Reproduce without any changes the lines of data below that run between the line containing "Expected behavior: point out the damaged" and the line containing "Target: damaged building facade", inclusive.

▶ **Data for the task**
::::

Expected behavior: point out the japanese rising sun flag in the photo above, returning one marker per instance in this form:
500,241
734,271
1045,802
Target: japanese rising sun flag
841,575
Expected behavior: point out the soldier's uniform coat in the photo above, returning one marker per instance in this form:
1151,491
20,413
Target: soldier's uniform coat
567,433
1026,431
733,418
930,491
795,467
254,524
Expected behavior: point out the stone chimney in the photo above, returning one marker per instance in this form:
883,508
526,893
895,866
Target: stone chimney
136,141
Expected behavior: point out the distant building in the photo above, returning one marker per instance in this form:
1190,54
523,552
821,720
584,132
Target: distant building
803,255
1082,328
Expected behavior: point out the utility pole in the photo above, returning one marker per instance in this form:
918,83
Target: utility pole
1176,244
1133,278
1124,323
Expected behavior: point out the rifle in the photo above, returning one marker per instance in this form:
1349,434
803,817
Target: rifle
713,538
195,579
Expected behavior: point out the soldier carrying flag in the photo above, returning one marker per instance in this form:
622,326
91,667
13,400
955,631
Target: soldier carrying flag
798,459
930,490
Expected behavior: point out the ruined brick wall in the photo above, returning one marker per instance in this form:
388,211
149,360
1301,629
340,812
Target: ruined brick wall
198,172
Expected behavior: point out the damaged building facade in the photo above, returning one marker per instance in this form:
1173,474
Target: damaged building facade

::::

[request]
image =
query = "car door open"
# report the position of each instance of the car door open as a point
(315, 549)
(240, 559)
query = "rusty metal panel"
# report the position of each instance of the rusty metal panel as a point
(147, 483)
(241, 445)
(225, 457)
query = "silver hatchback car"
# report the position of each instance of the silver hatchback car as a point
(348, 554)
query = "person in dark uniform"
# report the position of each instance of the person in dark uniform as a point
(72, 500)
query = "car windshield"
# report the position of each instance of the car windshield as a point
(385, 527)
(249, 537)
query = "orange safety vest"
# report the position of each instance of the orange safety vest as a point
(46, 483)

::::

▶ **Expected answer**
Expected behavior: point out the damaged building facade in the photo above, returning one marker per instance in this form:
1173,474
Target: damaged building facade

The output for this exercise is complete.